■ **STUDY QUESTIONS**
A - Summarize the passage about transgender prisoners in two sentences.
B - According to the passage about transgender prisoners, where did Monae and Adriel meet?
C - Pick up the passage about transgender prisoners after its final sentence and keep writing.

■ **DOCUMENT PASSAGE**
------------------------------
There are close to 5,000 transgender individuals living in prisons throughout the United States, according to data from 45 states and Washington, D.C. And, many transgender women aren’t housed based on their identity.
Monae Alvarado, a young transgender woman was sentenced to three years for burglary in a Pennsylvania prison. Monae’s transition occurred years before her prison term. Despite the 2012 Prison Rape Elimination Act (PREA Standards)—which directs agencies to pay particular attention to protecting LGBTQ people and people who do not fit gender stereotypes—Monae wasn’t given the choice to go to a women’s prison facility until 2015.
The PREA Standards are legally binding on federal prisons, and state prison systems can face penalties on their federal funding or lose accreditation if they are found not to be in compliance. Federal law now requires state prisons to evaluate on a case-by-case basis whether to house transgender prisoners with men or women.
Eventually, when she was asked if she wanted to go to the women’s prison, she declined because she didn’t want to leave her new love. Enter Adriel Alvarado, who was serving a six year sentence for gun possession and gang activity. Together for over five years and married for three years, the couple report their share of struggles due to their relationship.
Adriel spoke candidly when I connected with him and his wife in Brooklyn, NY. He discloses almost immediately that he is a former gang member. A high ranking gang member that simply lived by protocol no matter what he felt. That was until he met Monae. They met in the laundry room. He was there for “new browns,” the term used for a fresh uniform. He was taken aback by seeing a woman in prison, among the men. His notice of her led to several inquiries about this “beautiful woman.” The next time he saw her they locked eyes and are now Mr. and Mrs. Alvarado. This love story is not however without terror and trauma.
------------------------------
Dataset entries:
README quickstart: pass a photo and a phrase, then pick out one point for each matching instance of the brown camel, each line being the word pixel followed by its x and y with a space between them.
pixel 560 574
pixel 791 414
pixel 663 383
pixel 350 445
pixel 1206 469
------------------------------
■ **YOUR RESPONSES**
A - Close to 5,000 transgender people are held in U.S. prisons, many transgender women aren't housed based on their identity, and Monae Alvarado, a transgender woman serving three years for burglary in a Pennsylvania prison, wasn't given the choice of a women's facility until 2015 despite the 2012 PREA Standards. She declined the transfer to stay with Adriel Alvarado, a former high-ranking gang member serving six years whom she met in the laundry room, and the couple have been together for over five years and married for three.

B - They met in the laundry room.

C -
Adriel and Monae both report various fights and harassment from both prisoners and officers. Adriel reports that he was jumped and stabbed several times by members of his gang. He describes them, as simply not understanding “his choice” in who he loved.
Monae talks of the harassment and threats she received. One specific instant is when Adriel’s gang threatened to cut her face and have her transferred. Adriel made a deal with officers in order to prevent Monae from getting transferred.
While the couple has endured an exuberant amount of traumatic experiences individually and collectively it didn’t stop them from dreaming together. They both recounted the numerous trips to the ‘hole’ where they shouted from their tiny cells what life would be like for them outside of prison.
Monae was released in 2017 and Adriel in 2020. He says coming out during the pandemic was scary but easy to adapt because the world no longer moved as fast as it did when he went to prison. The couple are both working full-time and planning for what’s next in their lives: being content Creators for YouTube and sharing their story with the rest of the world.
When asked what as a cis-gender man has this relationship taught him, he smiles and says, “Monae has taught me, love truly has no boundaries.”